= GOAL =
Please rewrite the data from its first line through the line containing "column 21, row 133", replacing "headstone" with "gravestone" and leaving everything else unchanged.

= DATASET =
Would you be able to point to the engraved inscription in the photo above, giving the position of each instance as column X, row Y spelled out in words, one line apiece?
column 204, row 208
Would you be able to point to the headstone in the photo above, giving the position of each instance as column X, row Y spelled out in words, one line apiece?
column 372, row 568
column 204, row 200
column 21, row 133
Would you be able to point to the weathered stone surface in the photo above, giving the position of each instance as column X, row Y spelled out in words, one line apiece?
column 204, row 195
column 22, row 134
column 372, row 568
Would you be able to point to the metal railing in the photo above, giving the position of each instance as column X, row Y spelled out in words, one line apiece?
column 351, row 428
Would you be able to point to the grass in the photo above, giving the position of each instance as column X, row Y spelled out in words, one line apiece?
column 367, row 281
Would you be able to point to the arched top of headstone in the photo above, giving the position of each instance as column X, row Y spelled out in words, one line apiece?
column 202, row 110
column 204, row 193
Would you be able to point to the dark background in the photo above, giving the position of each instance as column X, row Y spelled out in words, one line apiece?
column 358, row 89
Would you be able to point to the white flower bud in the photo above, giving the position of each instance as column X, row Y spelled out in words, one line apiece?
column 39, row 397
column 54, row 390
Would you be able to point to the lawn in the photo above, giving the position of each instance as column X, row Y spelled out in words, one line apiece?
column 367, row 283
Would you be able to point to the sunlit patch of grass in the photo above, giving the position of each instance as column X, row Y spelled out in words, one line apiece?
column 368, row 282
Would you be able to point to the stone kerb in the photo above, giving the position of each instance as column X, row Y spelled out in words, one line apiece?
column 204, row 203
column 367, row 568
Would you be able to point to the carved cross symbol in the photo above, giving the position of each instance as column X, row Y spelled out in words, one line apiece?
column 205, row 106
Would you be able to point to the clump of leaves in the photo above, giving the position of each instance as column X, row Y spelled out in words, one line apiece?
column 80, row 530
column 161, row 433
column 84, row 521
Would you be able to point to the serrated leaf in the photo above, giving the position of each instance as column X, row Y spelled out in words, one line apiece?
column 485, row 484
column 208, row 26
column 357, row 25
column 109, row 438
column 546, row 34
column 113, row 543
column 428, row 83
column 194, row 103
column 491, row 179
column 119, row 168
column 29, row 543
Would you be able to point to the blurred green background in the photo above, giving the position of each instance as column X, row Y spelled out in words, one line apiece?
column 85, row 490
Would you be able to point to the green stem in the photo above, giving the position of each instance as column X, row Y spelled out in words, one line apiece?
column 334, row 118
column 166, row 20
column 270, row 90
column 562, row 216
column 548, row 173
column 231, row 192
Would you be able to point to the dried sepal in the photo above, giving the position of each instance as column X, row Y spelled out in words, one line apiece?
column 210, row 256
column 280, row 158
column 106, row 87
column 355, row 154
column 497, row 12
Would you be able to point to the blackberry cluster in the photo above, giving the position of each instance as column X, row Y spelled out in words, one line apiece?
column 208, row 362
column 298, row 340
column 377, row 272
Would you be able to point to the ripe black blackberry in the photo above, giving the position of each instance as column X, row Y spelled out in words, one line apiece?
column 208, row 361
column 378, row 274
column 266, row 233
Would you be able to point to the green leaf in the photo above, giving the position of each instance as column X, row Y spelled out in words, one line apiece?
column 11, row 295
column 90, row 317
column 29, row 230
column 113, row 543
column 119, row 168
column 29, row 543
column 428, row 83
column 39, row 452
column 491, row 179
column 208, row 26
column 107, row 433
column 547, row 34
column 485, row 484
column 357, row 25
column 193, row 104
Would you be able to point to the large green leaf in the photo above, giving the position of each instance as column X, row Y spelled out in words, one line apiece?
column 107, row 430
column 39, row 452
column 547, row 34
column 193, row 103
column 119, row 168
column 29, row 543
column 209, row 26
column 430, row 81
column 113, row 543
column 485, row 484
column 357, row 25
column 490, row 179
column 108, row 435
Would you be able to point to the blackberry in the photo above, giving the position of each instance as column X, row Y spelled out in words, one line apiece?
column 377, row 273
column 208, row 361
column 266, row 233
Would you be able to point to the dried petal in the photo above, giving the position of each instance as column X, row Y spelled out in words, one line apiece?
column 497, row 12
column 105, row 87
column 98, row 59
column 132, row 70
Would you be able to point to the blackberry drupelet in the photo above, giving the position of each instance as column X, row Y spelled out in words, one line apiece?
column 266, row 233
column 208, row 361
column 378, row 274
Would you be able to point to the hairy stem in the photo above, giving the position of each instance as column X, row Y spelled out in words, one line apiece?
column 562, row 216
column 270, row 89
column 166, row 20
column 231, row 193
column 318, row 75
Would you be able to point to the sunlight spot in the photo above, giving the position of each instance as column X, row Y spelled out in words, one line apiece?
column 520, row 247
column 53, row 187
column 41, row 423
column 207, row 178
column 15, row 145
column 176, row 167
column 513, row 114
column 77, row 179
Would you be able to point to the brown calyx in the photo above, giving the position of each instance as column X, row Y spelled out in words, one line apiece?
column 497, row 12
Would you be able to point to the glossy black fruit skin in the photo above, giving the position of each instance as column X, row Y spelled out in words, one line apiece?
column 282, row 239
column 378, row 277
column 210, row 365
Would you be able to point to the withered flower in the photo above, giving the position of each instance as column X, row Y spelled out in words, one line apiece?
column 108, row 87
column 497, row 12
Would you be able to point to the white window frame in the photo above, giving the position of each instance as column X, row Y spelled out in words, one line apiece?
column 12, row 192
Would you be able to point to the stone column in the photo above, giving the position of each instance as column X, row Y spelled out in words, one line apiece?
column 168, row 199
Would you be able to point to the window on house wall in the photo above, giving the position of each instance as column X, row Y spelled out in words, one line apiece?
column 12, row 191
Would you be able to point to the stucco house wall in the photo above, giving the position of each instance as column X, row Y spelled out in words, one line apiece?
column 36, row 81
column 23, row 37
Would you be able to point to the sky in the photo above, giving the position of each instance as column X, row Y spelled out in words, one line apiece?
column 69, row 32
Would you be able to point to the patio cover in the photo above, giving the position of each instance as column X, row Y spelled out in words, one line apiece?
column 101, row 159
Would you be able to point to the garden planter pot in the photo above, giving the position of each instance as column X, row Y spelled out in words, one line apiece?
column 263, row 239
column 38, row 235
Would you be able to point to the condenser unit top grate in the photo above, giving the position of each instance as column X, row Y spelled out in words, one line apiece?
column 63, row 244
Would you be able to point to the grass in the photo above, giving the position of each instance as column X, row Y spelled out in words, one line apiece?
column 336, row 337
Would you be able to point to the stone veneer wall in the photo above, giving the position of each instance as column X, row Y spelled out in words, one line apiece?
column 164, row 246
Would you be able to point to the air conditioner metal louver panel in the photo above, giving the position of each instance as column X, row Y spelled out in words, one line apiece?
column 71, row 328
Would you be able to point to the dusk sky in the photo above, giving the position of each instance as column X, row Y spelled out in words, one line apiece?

= RESPONSE TO THIS TASK =
Would you be able to point to the engraved inscription in the photo above, giving the position of each instance as column X, row Y spelled out in words, one line apiece?
column 204, row 208
Would you be able to point to the gravestone in the photo above, giving the position of each instance as column X, row Y spelled out in words, one line apiece?
column 372, row 568
column 204, row 200
column 21, row 133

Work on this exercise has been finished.